* _WHAT YOU NEED TO DO_
Each line of the data holding "mailbox" should be found and copied.

* _EXTRACTED DATA_
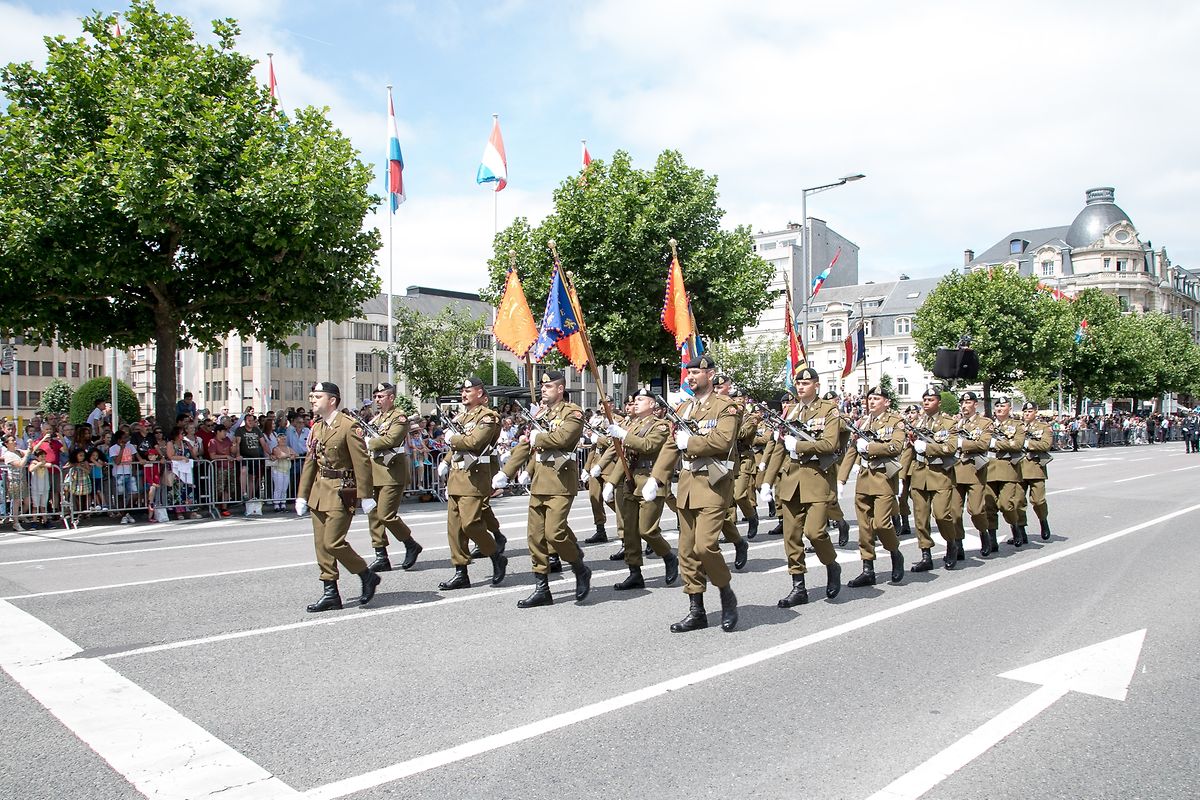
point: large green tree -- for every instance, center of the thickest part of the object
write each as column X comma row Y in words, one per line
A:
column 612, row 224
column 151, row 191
---
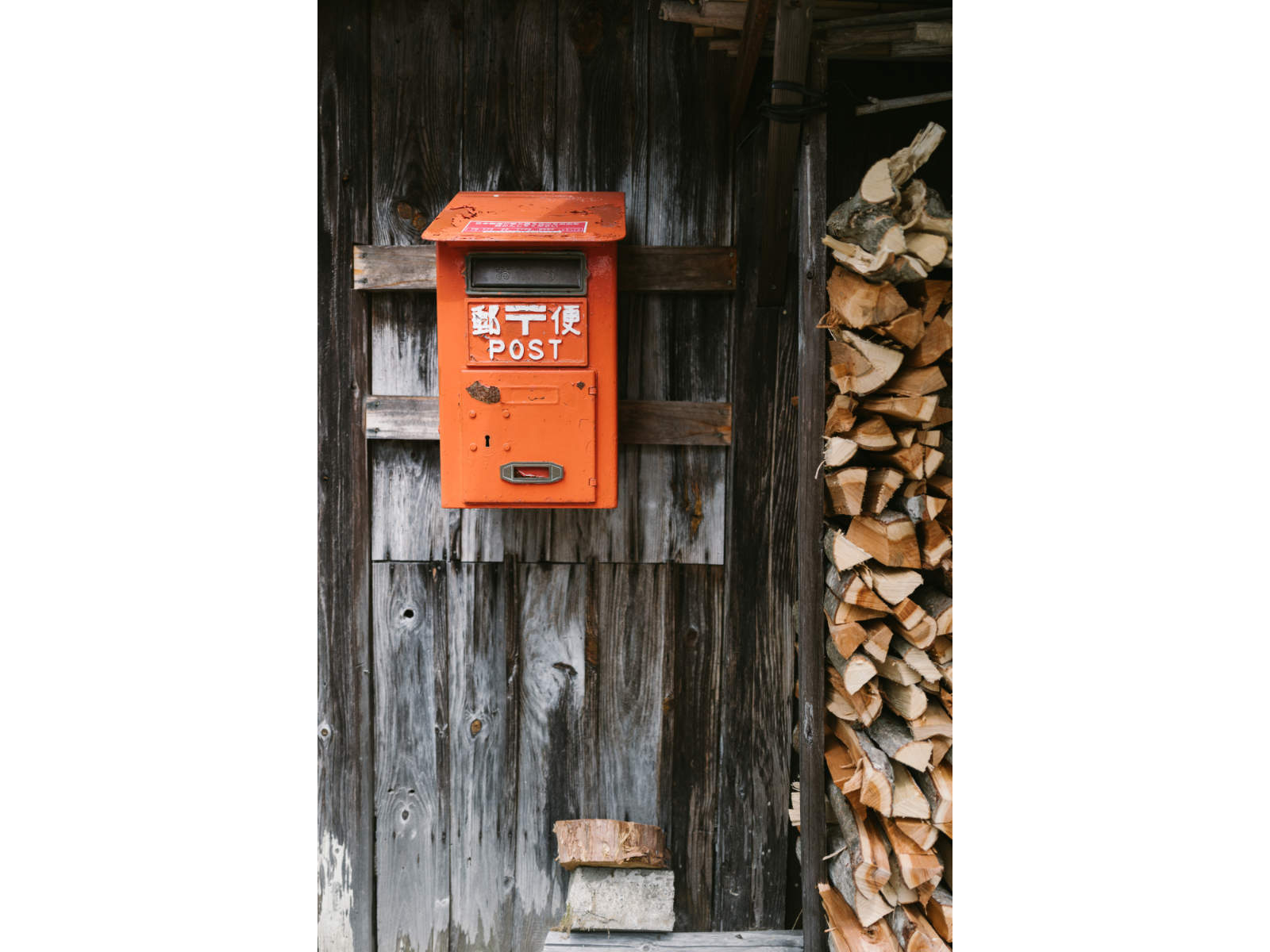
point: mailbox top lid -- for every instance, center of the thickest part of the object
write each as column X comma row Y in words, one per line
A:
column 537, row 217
...
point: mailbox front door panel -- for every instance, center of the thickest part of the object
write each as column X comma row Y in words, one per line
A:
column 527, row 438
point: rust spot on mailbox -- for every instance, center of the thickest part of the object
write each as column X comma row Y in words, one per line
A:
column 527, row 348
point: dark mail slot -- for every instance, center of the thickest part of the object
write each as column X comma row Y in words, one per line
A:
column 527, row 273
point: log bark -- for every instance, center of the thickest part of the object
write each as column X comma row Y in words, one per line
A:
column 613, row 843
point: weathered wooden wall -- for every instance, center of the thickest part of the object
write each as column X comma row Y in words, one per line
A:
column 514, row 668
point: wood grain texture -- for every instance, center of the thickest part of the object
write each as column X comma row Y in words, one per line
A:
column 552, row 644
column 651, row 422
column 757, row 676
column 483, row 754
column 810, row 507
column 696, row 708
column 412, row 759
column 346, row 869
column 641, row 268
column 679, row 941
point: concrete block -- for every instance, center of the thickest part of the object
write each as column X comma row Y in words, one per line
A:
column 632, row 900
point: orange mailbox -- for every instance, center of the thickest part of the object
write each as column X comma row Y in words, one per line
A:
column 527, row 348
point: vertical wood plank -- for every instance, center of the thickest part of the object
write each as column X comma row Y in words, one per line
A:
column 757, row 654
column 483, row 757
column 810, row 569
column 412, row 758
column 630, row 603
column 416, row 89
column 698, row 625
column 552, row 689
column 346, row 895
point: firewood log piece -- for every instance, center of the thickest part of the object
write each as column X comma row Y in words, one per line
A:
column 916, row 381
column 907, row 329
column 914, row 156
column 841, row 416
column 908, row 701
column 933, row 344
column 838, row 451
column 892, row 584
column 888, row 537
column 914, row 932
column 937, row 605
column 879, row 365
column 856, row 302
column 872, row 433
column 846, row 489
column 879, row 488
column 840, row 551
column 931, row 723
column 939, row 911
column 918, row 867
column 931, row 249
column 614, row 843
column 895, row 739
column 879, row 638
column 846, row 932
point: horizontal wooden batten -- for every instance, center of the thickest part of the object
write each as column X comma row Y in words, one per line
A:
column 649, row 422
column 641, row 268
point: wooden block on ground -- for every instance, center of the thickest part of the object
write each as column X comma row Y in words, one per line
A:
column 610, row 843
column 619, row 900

* _EXERCISE RESULT_
point: mailbox top lid -- for every instance, center of the thickest part of the object
point: mailbox front door panel -- for every instance, center of the thickest part of the object
point: rust spot on mailbox -- for every instance, center of the thickest part of the object
point: orange mailbox -- for every instance, center of the thickest part of the object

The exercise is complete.